EXCERPT TO READ =>
▬▬▬

[Dbix-class] Wrong UTF-8 handling in DBIx::Class/DBD::mysql
despite mysql_enable_utf8
Matias E. Fernandez
pisco at gmx.ch
Thu May 13 16:11:53 GMT 2010
Hello again
On 2010-05-13, at 24:19, Marc Mims wrote:
>> I disagree with that. Consider this:
>>
>> my $string = "\x{e4}\x{f6}\x{fc}";
>> utf8::upgrade($string);
>>
>> my $other_string = "\x{e4}\x{f6}\x{fc}";
>>
>> ok($string eq $other_string, "upgraded and not upgraded character strings are equal");
>>
>> Both $string and $other_string a perfectly valid Perl character strings, and
>> they are equal. How Perl holds them internally doesn't and shouldn't matter.
>
> Unfortunately, it does matter. Perl supports 2 types of strings: byte
> strings and unicode strings. For legacy reasons, byte-strings are
> interpreted as latin-1. In your example, $string (after the
> utf8::upgrade) is a unicode string. $other_string is not. DBD::mysql
> with mysql_enable_utf8 will be happy with $string but apparently isn't
> happy with $other_string.
The important point is not that byte-strings are interpreted as Latin-1 in some cases, but that Perl tries
to keep its data as eight-bit bytes for as long as possible!
From perluniintro [1]:
> Perl supports both pre-5.6 strings of eight-bit native bytes, and strings of Unicode characters. The principle is that
> Perl tries to keep its data as eight-bit bytes for as long as possible, but as soon as Unicodeness cannot be
> avoided, the data is (mostly) transparently upgraded to Unicode. There are some problems--see "The Unicode
> Bug" in perlunicode.

▬▬▬

SET OF TASKS =>
1 – According to the mailing-list message, what does Perl try to do with its data for as long as possible?
2 – Reproduce the stretch of the records from the line containing "of the rusty" through the final line of the records, both included.

▬▬▬

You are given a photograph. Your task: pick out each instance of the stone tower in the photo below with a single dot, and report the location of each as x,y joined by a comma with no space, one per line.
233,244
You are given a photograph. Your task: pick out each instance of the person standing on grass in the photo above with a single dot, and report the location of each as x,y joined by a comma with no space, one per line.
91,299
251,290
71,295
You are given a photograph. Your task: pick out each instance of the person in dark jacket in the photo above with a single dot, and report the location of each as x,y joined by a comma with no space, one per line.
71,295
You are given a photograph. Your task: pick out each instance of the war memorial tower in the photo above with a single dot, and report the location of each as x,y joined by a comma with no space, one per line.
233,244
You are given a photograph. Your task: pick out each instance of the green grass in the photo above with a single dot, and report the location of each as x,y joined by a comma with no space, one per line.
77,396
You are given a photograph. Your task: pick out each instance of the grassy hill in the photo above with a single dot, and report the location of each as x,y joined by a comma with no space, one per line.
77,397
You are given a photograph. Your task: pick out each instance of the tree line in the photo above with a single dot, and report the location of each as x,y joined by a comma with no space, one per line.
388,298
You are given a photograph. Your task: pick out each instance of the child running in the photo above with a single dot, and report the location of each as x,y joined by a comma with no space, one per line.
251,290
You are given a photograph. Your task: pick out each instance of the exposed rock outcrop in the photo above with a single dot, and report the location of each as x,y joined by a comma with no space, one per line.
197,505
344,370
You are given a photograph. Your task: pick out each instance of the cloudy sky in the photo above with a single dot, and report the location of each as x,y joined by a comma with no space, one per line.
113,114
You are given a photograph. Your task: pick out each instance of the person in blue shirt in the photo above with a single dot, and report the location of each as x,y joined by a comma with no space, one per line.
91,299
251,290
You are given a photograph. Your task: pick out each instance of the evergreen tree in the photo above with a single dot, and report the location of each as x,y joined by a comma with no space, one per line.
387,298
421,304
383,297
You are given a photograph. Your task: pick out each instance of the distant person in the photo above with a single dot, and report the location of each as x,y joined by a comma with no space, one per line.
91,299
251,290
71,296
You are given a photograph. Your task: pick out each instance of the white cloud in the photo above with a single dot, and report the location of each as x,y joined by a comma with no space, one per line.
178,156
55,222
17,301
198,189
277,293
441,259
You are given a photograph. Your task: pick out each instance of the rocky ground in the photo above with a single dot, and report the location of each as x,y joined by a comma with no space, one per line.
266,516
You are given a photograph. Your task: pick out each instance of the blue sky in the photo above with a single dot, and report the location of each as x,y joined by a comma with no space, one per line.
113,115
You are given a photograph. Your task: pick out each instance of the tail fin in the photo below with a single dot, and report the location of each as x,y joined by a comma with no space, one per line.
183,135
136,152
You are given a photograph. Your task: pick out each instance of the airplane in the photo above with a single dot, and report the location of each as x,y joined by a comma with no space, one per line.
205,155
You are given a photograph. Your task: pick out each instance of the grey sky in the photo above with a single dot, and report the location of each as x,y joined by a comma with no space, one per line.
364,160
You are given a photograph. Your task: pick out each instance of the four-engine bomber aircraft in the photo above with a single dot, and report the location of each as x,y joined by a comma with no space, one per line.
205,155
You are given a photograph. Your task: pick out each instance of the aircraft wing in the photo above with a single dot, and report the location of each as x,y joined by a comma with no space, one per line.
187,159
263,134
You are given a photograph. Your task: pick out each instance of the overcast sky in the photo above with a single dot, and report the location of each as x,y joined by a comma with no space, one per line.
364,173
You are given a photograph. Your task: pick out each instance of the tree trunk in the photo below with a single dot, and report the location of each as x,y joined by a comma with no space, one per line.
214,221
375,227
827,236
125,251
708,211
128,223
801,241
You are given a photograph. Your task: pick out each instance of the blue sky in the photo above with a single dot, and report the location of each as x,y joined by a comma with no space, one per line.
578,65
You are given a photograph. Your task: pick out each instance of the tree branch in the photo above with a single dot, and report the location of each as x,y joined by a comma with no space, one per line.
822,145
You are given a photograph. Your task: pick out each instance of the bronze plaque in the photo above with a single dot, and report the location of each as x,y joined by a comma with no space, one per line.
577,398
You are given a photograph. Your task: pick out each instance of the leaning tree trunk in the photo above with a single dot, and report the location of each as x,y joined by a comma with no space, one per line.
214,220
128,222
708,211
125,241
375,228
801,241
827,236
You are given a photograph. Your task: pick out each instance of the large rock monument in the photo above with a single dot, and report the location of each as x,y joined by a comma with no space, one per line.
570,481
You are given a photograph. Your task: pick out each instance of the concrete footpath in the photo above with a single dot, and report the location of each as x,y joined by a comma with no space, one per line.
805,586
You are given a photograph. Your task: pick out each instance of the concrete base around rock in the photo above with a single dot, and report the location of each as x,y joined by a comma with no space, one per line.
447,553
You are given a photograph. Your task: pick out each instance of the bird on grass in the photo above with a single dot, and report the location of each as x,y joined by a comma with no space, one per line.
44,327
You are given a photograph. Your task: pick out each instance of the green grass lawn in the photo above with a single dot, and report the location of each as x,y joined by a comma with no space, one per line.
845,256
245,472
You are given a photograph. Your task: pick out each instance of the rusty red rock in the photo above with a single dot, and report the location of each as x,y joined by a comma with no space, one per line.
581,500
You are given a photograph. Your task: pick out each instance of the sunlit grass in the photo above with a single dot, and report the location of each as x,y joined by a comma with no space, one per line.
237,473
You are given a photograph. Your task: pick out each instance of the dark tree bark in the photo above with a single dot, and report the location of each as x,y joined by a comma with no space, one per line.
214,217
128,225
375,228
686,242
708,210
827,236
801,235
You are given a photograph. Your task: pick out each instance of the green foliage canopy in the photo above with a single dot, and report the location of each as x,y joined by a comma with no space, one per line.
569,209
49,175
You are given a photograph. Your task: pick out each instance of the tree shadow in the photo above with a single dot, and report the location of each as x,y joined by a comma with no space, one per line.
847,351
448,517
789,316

▬▬▬

EXPECTED OUTPUTS =>
1 – Perl tries to keep its data as eight-bit bytes for as long as possible.

2 –
You are given a photograph. Your task: pick out each instance of the rusty red rock in the photo above with a single dot, and report the location of each as x,y joined by a comma with no space, one per line.
581,500
You are given a photograph. Your task: pick out each instance of the sunlit grass in the photo above with a single dot, and report the location of each as x,y joined by a comma with no space, one per line.
237,473
You are given a photograph. Your task: pick out each instance of the dark tree bark in the photo above with a single dot, and report the location of each as x,y joined by a comma with no space, one per line.
214,217
128,225
375,228
686,242
708,210
827,236
801,235
You are given a photograph. Your task: pick out each instance of the green foliage canopy in the photo above with a single dot, and report the location of each as x,y joined by a comma with no space, one per line.
569,209
49,175
You are given a photograph. Your task: pick out each instance of the tree shadow in the photo above with a single dot, and report the location of each as x,y joined by a comma with no space, one per line.
847,351
448,517
789,316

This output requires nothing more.